| Directives |
A. Summarize the forum thread in two sentences.
B. In the forum thread, what does pardus say the guy shooting failed to do when he transitioned?
C. Proceed with the forum thread from the point where it stops.

| Document section |
○ ○ ○
Honestly, I can't. However, if he was to get one...he certainly earned it.  

Survival of the fittest -- dumbest -- is still alive and well.


----------



## policemedic (Jun 5, 2014)

That's how we roll at my shop. You guys are just risk averse pussies.


----------



## Diamondback 2/2 (Jun 5, 2014)

"Hostage" what hostage? He was in on it sir...

Or

No sir, we done this hundreds of times. Its perfectly safe and if Joe Bob would've  stopped f'ing moving he would still be here today...:whistling:


----------



## pardus (Jun 5, 2014)

That is fucking retarded. On top of that, the guy shooting didn't raise the barrel at all when he transitioned after all his big talk.
○ ○ ○
| Record extracts |
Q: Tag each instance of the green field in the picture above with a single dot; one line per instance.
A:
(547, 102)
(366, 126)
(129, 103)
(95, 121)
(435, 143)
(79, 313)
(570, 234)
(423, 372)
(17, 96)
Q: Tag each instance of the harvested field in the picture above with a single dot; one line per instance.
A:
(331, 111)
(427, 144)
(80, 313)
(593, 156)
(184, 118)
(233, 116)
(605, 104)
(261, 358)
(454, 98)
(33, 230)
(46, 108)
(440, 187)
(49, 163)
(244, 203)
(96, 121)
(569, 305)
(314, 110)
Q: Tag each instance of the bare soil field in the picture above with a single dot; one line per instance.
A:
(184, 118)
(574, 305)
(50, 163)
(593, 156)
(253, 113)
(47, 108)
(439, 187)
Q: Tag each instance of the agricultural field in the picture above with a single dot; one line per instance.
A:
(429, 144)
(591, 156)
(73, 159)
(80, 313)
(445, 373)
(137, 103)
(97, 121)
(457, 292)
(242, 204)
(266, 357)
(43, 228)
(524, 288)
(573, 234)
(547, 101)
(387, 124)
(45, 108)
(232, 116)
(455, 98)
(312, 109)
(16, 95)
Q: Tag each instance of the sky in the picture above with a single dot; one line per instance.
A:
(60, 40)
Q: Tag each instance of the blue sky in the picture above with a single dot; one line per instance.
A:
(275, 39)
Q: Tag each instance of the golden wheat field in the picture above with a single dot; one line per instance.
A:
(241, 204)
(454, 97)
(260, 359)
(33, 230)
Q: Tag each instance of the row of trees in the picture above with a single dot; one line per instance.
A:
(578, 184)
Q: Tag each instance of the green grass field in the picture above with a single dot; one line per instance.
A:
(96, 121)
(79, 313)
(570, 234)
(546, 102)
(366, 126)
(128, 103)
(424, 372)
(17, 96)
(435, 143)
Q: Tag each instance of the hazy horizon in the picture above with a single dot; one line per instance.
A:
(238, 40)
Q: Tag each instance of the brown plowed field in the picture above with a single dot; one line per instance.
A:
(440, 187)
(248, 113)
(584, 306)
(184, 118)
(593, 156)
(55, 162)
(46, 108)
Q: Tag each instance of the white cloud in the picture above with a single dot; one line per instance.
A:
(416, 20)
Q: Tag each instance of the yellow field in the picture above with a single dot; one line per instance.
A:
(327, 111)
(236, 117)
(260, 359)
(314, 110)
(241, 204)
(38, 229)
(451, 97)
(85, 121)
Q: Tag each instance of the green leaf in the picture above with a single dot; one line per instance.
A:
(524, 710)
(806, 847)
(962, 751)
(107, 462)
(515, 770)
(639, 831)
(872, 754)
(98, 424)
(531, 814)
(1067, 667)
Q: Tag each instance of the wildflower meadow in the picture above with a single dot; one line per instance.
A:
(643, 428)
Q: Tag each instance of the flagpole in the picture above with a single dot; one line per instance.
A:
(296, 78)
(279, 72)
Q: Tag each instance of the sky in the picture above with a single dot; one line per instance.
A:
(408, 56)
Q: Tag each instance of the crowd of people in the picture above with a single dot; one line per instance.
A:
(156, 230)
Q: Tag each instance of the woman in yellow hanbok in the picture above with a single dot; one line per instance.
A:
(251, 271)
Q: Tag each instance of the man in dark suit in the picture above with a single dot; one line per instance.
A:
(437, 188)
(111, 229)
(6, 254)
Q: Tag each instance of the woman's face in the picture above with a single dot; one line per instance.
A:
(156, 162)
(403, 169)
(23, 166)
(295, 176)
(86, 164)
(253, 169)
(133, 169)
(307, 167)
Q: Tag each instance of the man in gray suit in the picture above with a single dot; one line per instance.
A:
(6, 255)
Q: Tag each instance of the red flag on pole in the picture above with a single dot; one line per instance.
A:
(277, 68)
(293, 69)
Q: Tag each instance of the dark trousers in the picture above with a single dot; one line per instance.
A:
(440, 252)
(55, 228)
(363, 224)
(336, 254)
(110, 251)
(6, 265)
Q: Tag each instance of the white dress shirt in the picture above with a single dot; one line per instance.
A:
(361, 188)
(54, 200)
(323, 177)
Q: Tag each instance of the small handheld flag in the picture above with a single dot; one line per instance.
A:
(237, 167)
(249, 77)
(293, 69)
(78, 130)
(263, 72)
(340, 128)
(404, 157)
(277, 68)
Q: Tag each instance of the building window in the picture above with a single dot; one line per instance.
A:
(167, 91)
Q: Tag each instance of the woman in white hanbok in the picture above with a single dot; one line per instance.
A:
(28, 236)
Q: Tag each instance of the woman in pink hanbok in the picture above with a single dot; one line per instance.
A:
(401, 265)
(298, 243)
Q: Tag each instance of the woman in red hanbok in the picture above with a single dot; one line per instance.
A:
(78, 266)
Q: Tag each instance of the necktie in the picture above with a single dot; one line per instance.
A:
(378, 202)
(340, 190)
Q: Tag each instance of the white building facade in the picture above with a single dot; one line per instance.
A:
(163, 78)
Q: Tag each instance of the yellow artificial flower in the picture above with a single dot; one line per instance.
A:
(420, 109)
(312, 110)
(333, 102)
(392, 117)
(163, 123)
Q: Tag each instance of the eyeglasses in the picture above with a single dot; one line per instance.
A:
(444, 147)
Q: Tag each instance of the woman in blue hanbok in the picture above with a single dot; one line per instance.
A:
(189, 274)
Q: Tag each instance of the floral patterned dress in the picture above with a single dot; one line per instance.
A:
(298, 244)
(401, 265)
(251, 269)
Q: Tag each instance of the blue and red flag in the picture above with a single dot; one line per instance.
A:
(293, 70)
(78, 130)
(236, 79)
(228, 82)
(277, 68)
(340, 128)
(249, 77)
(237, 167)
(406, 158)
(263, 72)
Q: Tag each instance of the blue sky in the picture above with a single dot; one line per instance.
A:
○ ○ ○
| Answers in order |
A. Posters react to a shooting involving a hostage: one says survival of the fittest, or the dumbest, is still alive and well, policemedic sarcastically calls the others risk averse, and Diamondback 2/2 jokes that the hostage was in on it or would still be alive if he had stopped moving. pardus condemns it and points out that the shooter didn't raise the barrel at all when he transitioned, despite all his big talk.

B. He didn't raise the barrel at all.

C.
----------



## AWP (Jun 6, 2014)

Not too shabby. Keep up the good work.
Regards,
James "Parking Brake" Yeager


----------



## usmcvet (Jul 27, 2014)

Pardus I was thinking the same time. Fucking stupid!  And where was the raising the bbl bullshit he promised.


----------



## HE_OFFICER (Jul 28, 2014)

Uuuuuh, wow.  And I was scared shooting with other Air Force officers in the same direction .


----------



## RackMaster (Jul 30, 2014)

Fuck that!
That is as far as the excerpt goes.